→ **Prompt**
Each image should be skipped while the records are restated word for word.
===
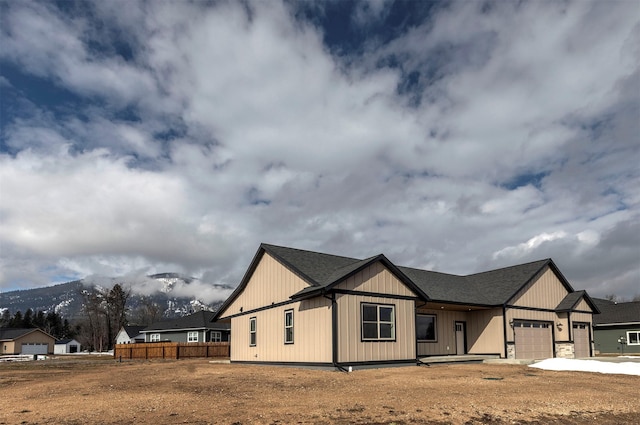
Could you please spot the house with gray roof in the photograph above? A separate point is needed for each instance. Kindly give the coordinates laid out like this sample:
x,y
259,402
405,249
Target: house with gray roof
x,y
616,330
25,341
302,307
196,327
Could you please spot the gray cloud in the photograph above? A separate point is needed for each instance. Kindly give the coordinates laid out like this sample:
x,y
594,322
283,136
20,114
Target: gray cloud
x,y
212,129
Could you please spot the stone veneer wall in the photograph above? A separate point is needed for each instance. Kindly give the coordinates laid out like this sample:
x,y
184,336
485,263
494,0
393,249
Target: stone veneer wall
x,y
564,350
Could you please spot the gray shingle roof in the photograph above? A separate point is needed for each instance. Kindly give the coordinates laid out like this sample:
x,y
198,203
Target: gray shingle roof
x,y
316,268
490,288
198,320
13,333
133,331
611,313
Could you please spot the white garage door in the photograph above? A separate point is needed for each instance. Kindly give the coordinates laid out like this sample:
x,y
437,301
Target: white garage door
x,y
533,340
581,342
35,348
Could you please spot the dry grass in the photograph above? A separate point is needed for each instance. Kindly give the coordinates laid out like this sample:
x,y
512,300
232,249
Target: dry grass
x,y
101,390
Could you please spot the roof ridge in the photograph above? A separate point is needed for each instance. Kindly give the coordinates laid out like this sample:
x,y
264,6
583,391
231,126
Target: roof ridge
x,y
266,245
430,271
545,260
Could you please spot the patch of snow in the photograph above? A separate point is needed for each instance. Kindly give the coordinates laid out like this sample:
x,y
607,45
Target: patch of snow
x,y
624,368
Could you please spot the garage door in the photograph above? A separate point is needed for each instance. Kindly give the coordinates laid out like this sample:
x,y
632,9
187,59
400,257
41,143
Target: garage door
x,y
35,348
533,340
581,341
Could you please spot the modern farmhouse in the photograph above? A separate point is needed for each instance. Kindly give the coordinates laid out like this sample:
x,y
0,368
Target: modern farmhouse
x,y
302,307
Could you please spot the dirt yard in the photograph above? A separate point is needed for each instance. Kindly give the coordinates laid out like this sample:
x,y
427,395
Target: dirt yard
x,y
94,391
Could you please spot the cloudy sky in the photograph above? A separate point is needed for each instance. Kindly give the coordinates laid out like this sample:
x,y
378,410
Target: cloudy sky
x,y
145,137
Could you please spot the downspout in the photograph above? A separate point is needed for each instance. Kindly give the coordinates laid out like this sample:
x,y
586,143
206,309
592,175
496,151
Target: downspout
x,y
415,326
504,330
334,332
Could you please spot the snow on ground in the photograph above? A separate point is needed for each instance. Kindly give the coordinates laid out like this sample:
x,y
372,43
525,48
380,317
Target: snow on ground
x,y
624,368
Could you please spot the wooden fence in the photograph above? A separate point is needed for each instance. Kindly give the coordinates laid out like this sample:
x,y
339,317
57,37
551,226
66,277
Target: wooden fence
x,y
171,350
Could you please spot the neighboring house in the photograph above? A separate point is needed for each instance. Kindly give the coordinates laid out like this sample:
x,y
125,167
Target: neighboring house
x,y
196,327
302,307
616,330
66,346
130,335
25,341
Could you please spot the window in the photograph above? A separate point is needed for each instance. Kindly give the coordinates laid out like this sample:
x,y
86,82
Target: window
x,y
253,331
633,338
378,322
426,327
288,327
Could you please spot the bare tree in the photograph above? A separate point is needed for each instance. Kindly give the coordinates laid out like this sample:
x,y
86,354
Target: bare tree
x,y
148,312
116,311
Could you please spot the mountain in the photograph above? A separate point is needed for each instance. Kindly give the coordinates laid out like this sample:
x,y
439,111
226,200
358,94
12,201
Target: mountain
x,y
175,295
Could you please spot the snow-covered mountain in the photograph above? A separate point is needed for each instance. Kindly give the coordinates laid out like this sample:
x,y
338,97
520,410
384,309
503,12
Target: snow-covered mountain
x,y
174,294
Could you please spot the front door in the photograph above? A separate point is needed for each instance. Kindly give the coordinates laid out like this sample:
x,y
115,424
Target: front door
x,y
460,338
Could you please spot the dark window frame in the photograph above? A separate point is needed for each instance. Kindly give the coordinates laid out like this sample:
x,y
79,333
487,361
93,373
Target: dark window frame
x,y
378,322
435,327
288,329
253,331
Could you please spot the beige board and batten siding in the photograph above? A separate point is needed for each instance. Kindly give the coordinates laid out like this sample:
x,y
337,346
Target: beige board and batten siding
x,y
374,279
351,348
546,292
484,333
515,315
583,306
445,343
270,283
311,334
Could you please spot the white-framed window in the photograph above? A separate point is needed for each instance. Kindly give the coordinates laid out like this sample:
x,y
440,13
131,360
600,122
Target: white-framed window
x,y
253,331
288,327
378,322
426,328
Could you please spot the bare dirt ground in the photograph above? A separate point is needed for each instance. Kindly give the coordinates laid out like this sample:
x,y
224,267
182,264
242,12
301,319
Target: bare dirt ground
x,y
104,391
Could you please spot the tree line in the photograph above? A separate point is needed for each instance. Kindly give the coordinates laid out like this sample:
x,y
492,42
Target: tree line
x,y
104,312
===
→ **Result**
Could you please spot the house with gray roof in the photograph above? A separate point is needed for each instance. Kindly give the coordinates laid out like this sample:
x,y
259,402
405,249
Target: house with gray roof
x,y
616,330
25,341
302,307
196,327
Could you please spot the gray cloud in the photograph above? A separate point is needed for each instance. Kindly give the coordinates laid out like this sample:
x,y
594,322
283,136
20,114
Target: gray cloud
x,y
212,129
Could you please spot the stone veneer wall in the photograph above? A separate point is needed for each instance. Kindly give the coordinates laid out like this sample:
x,y
184,336
485,263
494,0
393,249
Target: stone veneer wall
x,y
564,350
Could you please spot the gray shingle roof in the photograph above? A separate point is needed for each instance. Kindly give the coordinates laid out like this sample:
x,y
198,203
Target: gray shingle roof
x,y
316,268
490,288
198,320
13,333
133,331
611,313
Could you please spot the white garage door in the photograph above? A separate point is needed for each instance. Kindly give the coordinates laid out like this sample:
x,y
437,301
Target: white garage door
x,y
533,340
581,342
35,348
Could you please spot the dry grass in the photograph above? A separate point is needed for each instance. Kindly give the coordinates laid out like this sample:
x,y
512,300
232,249
Target: dry grass
x,y
101,390
Could you please spot the roof ridge in the photograph above? A separate point is needed for each instance. Kindly give the coordinates laid out like this sample:
x,y
264,6
583,391
231,126
Target: roof ridge
x,y
266,245
430,271
545,260
Could you please spot the patch of snow in the photograph above? A separate point is needed for each instance. Kindly give the coordinates laid out like this sample:
x,y
607,45
Target: patch of snow
x,y
624,368
Could you please spot the garage door in the photograph above? A separate point is needed for each instance. Kindly give the coordinates laid out like this sample:
x,y
632,9
187,59
400,257
41,143
Target: garage door
x,y
35,348
533,340
581,341
Could you please spot the modern farmhouse in the photograph above? A separate point is needed for each instance. Kindly give the coordinates laid out like this sample:
x,y
0,368
Target: modern farmhouse
x,y
302,307
Could you please spot the dirt yard in the photograph above? A separate point is needed for each instance. Kindly give the coordinates laid out like this sample:
x,y
427,395
Target: dirt yard
x,y
94,391
Could you please spot the cloudy sky in the photograph above? A separate point is needed for each instance. Kindly give the coordinates laid out like this sample:
x,y
378,410
Target: cloudy sky
x,y
145,137
Could you please spot the downspout in the photograph above? A separate point is needed for each instance. Kindly give the coordinates laid out like this sample:
x,y
586,143
206,309
592,175
496,151
Target: downspout
x,y
415,326
504,330
334,332
Could you please spot the snow on ground in the photograph above? A separate point is needed for each instance. Kindly give the coordinates laid out like this sample:
x,y
372,43
525,48
380,317
Target: snow on ground
x,y
624,368
Could you please spot the wooden fence in the photograph above? A separate point is needed for each instance. Kindly give the coordinates laid out like this sample:
x,y
339,317
57,37
551,226
66,277
Target: wooden fence
x,y
171,350
Could you please spot the neighboring house in the photograph above? A separate point is needed for each instance. Kindly give the coordinates laid out like this sample:
x,y
125,167
Target: neighboring house
x,y
196,327
302,307
616,330
66,346
130,335
25,341
Could you please spot the window in the photograph above? A separate point is needed for each instance. Kindly give the coordinates laid out like this sample:
x,y
86,82
Target: window
x,y
253,331
633,338
378,322
426,327
288,327
Could you please spot the bare tree in the photograph above? A separate point is needed for each instance. Kindly give the coordinates laid out like this sample:
x,y
86,354
Target: bare tree
x,y
148,312
116,311
Could you please spot the mountain in the photograph above? A separate point is needed for each instance. Kindly give the coordinates laid out like this sample:
x,y
439,111
226,200
358,94
12,201
Target: mountain
x,y
175,295
Could you please spot the snow-covered mountain in the photograph above? A separate point is needed for each instance. Kindly give the coordinates laid out like this sample:
x,y
338,97
520,410
384,309
503,12
Target: snow-covered mountain
x,y
174,294
Could you please spot the front door in the photograph above? A separate point is needed for each instance. Kindly give the coordinates laid out like this sample:
x,y
115,424
Target: front door
x,y
460,338
Could you please spot the dark window frame in the photograph above? A separate point is needed for each instance. Kindly give the coordinates laid out like this sample:
x,y
79,333
487,361
93,373
Target: dark window frame
x,y
378,322
435,327
288,329
253,331
Could you please spot the beige board and batten siding in the photograph above? A separate point is needed for each instance. Kindly give the coordinates laid out like this sample:
x,y
337,346
Target: beige board and batten siding
x,y
374,279
351,348
546,292
484,333
515,315
583,306
445,343
270,283
311,334
Could you please spot the white-framed window in the photograph above? A separate point is needed for each instance. Kindly give the coordinates laid out like this sample:
x,y
440,13
131,360
600,122
Target: white-framed window
x,y
253,331
288,327
378,322
426,328
Could you please spot the bare dirt ground in the photograph above? A separate point is needed for each instance. Kindly give the coordinates laid out like this sample:
x,y
224,267
182,264
242,12
301,319
Target: bare dirt ground
x,y
104,391
Could you please spot the tree line in the photograph above? A separate point is needed for each instance. Kindly give the coordinates laid out like this sample:
x,y
492,42
Target: tree line
x,y
104,312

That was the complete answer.